Dataset entries
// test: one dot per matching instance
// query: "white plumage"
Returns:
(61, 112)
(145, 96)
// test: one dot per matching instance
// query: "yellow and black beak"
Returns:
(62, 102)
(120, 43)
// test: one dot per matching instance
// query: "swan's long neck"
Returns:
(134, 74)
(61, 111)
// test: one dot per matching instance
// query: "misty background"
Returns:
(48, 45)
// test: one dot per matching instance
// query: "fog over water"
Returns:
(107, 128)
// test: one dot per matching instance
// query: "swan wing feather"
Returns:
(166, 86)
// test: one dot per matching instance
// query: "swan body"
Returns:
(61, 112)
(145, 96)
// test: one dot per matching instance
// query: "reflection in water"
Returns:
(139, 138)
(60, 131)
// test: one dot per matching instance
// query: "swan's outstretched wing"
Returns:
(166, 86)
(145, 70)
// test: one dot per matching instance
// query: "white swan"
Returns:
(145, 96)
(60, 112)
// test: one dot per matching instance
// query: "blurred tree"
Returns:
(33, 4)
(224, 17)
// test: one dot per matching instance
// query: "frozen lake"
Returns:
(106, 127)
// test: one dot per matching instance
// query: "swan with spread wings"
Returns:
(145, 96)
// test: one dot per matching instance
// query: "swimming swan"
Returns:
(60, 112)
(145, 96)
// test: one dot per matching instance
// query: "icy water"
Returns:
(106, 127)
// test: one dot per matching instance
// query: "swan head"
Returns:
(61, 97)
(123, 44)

--

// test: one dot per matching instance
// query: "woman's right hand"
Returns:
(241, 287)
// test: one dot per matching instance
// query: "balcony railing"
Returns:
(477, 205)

...

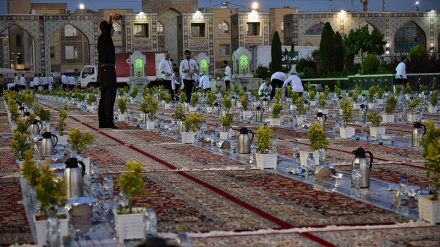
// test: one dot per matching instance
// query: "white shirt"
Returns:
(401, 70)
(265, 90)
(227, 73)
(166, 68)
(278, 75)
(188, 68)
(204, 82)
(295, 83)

● **Work instructions**:
Return a copy of every line in the records that includes the string "water".

● **Solution for this problem**:
// query: "fog over water"
// query: "reflection in water"
// query: "icy water"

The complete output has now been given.